Vorliegender Text:
☆ ☆ ☆ ☆
EU-Kommission: Erstattungsverfahren langwierig, kostspielig und umständlich

Der Begriff "Steuerabzug an der Quelle" bezieht sich auf den Fall, wenn beispielsweise ein in einem EU-Mitgliedstaat ansässiger Anleger für die in einem anderen Mitgliedstaat erzielten Zinsen oder Dividenden Steuern zahlen muss, erläutert die EU-Kommission in ihrer Pressemitteilung v. 19.6.2023. Dies sei häufig bei grenzüberschreitenden Investitionen der Fall. Für Fälle dieser Art haben viele EU-Mitgliedstaaten Doppelbesteuerungsabkommen geschlossen, um zu verhindern, dass Personen oder Unternehmen zweifach besteuert werden. Dank dieser Abkommen können ein grenzüberschreitend tätiger Anleger die Erstattung der in einem anderen Mitgliedstaat zu viel gezahlten Steuern beantragen.

Diese Erstattungsverfahren sind allerdings nach Ansicht der EU-Kommission oft langwierig, kostspielig und umständlich, sorgten für Frustrationen bei Anlegern und wirkten abschreckend auf grenzüberschreitend tätige Investoren aus der EU und aus Drittländern. Derzeit wende jeder EU-Mitgliedstaat eigene Quellensteuerverfahren an, die sich sehr voneinander unterscheiden. Anleger seien mit mehr als 450 verschiedenen Verfahren in der EU konfrontiert, von denen die meisten nur in der Landessprache verfügbar seien. Die Cum/Ex- und die Cum/Cum-Skandale hättenen außerdem gezeigt, dass die Erstattungsverfahren missbraucht werden können: Im Zeitraum 2000-2020 hätten diese Praktiken Steuerausfälle von schätzungsweise 150 Mrd. EUR verursacht.

Die EU-Kommission schlägt daher folgende Maßnahmen vor, die Anlegern, Finanzintermediären und nationalen Steuerbehörden das Leben erleichtern sollen:

Gemeinsamer digitaler Nachweis über den Steuerwohnsitz

Ein gemeinsamer digitaler Nachweis über den Steuerwohnsitz soll für schnellere und effizientere Erstattungsverfahren sorgen. Anleger mit einem breit gestreuten Portfolio in der EU werden danach künftig nur noch einen einzigen digitalen Nachweis über den Steuerwohnsitz benötigen, um im selben Kalenderjahr mehrere Erstattungen zu beantragen. Ein digitaler Nachweis über den Steuerwohnsitz soll innerhalb eines Arbeitstages nach Beantragung ausgestellt werden. Noch gelten in den meisten Mitgliedstaaten papiergestützte Verfahren.
☆ ☆ ☆ ☆
Bereitgestellte Daten:
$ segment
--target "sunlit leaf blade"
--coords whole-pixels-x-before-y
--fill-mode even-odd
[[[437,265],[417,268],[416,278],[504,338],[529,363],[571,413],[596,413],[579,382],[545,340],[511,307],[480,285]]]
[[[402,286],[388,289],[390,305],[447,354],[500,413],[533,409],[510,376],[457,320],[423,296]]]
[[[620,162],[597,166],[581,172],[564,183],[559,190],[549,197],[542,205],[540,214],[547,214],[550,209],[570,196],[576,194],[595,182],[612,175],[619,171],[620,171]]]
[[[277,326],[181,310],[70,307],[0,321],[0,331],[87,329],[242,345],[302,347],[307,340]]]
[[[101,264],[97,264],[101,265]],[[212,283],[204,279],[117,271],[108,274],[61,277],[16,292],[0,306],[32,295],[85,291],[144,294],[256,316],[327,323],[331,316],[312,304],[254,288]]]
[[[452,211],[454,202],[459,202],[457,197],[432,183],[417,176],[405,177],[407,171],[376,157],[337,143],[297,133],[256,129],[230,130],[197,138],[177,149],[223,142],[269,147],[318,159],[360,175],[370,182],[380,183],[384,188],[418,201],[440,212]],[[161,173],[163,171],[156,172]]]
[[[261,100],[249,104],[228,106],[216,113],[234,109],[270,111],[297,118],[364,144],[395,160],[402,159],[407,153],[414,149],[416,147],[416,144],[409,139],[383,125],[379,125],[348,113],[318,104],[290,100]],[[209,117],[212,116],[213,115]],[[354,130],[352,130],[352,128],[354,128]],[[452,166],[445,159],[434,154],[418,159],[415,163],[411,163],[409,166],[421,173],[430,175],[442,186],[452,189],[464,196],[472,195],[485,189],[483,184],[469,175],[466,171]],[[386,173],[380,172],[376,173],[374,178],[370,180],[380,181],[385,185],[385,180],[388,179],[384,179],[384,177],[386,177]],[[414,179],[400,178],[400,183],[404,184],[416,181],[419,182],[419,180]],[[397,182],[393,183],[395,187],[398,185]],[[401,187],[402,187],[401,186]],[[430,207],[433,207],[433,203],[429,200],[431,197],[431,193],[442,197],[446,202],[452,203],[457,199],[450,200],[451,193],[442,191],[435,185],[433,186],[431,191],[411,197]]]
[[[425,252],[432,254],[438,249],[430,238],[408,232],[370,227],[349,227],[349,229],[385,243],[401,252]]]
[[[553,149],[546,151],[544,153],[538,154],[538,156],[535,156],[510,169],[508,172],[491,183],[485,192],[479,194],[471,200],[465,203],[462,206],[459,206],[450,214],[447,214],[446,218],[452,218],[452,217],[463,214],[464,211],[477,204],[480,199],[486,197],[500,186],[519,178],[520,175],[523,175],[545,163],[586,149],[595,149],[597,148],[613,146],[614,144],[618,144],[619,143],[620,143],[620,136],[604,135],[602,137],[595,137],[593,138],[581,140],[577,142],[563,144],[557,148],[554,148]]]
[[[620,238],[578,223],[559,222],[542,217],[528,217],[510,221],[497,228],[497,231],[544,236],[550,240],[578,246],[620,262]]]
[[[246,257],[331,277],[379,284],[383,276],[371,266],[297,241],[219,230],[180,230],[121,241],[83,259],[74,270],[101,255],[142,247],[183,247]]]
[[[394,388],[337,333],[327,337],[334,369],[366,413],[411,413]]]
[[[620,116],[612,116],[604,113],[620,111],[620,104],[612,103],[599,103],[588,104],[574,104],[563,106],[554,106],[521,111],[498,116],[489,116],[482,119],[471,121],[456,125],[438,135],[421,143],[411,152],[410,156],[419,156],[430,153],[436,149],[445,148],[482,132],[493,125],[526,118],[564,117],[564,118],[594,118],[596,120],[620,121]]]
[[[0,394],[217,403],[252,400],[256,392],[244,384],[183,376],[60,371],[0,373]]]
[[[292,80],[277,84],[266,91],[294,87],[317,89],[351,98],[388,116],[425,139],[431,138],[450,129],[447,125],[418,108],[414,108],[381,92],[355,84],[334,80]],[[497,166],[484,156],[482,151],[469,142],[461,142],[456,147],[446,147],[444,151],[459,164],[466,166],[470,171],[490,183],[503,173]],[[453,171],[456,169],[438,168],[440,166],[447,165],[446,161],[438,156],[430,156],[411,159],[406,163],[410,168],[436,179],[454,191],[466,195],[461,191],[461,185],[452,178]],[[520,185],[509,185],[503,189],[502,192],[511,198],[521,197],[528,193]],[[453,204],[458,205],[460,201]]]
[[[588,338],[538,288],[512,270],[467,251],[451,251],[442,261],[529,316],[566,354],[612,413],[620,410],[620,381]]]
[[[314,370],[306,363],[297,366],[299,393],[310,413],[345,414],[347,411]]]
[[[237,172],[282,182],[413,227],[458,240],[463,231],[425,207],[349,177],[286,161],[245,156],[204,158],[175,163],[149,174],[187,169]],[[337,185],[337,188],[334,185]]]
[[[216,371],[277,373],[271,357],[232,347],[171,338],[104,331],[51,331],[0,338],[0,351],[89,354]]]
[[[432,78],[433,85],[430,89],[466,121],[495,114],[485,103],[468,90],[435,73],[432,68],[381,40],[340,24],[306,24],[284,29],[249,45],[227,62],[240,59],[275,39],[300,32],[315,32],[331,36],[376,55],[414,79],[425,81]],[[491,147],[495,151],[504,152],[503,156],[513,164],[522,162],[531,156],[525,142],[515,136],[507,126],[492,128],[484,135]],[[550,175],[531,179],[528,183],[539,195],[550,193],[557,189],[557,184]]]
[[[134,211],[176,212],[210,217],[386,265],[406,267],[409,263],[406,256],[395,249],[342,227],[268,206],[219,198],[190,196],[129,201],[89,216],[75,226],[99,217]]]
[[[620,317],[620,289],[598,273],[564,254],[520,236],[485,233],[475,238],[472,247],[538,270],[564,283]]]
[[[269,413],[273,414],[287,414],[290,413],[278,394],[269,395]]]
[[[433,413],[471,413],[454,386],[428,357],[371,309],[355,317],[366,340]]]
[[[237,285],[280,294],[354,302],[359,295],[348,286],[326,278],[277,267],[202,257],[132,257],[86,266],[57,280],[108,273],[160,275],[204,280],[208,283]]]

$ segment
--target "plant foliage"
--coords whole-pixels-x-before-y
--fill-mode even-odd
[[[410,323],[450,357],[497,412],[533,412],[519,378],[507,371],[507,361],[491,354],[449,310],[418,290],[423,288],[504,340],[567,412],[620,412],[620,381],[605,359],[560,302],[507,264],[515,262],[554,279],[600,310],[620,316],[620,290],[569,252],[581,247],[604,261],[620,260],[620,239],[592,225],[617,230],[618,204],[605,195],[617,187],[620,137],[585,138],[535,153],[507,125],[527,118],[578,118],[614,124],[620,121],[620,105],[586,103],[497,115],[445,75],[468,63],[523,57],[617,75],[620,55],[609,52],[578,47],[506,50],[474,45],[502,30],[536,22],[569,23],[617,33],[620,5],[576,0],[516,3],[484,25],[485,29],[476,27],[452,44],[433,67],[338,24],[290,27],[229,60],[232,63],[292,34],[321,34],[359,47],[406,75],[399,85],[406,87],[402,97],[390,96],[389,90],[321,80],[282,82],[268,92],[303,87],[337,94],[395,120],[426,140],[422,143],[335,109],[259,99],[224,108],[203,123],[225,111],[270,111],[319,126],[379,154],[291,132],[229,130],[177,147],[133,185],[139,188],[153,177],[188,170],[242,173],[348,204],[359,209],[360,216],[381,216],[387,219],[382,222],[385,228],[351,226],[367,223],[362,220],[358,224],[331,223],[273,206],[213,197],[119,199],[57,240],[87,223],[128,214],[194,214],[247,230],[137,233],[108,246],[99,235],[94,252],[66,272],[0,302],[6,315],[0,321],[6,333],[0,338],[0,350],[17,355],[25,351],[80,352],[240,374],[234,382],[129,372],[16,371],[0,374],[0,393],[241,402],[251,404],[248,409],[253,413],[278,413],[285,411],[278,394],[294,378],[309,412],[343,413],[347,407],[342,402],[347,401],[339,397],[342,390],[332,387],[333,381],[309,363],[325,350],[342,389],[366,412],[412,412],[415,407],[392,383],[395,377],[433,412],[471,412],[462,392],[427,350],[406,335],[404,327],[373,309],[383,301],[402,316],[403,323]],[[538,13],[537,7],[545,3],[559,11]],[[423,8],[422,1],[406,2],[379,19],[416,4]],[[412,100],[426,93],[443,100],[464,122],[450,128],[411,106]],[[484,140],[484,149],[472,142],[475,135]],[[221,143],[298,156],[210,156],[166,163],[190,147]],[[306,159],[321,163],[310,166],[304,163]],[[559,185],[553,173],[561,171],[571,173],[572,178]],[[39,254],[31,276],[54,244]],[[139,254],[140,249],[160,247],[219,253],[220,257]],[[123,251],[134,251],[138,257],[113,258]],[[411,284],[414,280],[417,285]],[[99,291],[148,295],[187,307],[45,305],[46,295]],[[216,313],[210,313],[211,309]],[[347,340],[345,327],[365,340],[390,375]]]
☆ ☆ ☆ ☆
Mithilfe der Angaben:
1. Innerhalb welcher Frist soll laut dem Text zur Quellensteuer ein digitaler Nachweis über den Steuerwohnsitz ausgestellt werden?
2. Wiederhole wortgetreu den Teil aus dem Text zur Quellensteuer, der mit den Worten „EU-Kommission: Erstattungsverfahren langwierig, kostspielig“ beginnt und mit „gezahlten Steuern beantragen.“ endet.

Erwartete Antworten:
1. Innerhalb eines Arbeitstages nach Beantragung.

2.
EU-Kommission: Erstattungsverfahren langwierig, kostspielig und umständlich

Der Begriff "Steuerabzug an der Quelle" bezieht sich auf den Fall, wenn beispielsweise ein in einem EU-Mitgliedstaat ansässiger Anleger für die in einem anderen Mitgliedstaat erzielten Zinsen oder Dividenden Steuern zahlen muss, erläutert die EU-Kommission in ihrer Pressemitteilung v. 19.6.2023. Dies sei häufig bei grenzüberschreitenden Investitionen der Fall. Für Fälle dieser Art haben viele EU-Mitgliedstaaten Doppelbesteuerungsabkommen geschlossen, um zu verhindern, dass Personen oder Unternehmen zweifach besteuert werden. Dank dieser Abkommen können ein grenzüberschreitend tätiger Anleger die Erstattung der in einem anderen Mitgliedstaat zu viel gezahlten Steuern beantragen.